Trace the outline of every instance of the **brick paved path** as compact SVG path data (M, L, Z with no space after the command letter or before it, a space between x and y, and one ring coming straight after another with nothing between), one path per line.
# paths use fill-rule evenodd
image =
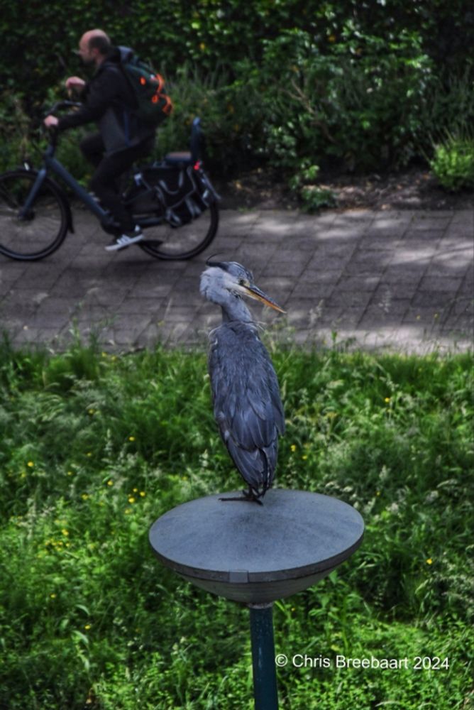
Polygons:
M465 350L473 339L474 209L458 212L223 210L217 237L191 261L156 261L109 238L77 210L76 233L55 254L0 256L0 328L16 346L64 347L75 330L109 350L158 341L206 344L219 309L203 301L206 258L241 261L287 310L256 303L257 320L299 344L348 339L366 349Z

_Objective_:
Please recast all the rows above as a numbered list, skipping any blank lines and leaving the pictures out.

_Reply to the exercise_:
1. Trace the outline of every instance of the **brick paved path** as compact SVG path data (M, L, Z with no space after the command letter or before it, a space between x and y, and one ring coming straight after another with nothing between), one path per line.
2. # paths use fill-rule evenodd
3. image =
4. Polygons:
5. M465 350L473 339L474 209L458 212L223 210L217 237L191 261L156 261L109 238L77 210L76 233L55 254L0 256L0 328L16 346L64 347L75 330L109 350L158 341L206 344L219 309L203 301L206 258L241 261L287 310L256 303L257 320L299 344L348 339L366 349Z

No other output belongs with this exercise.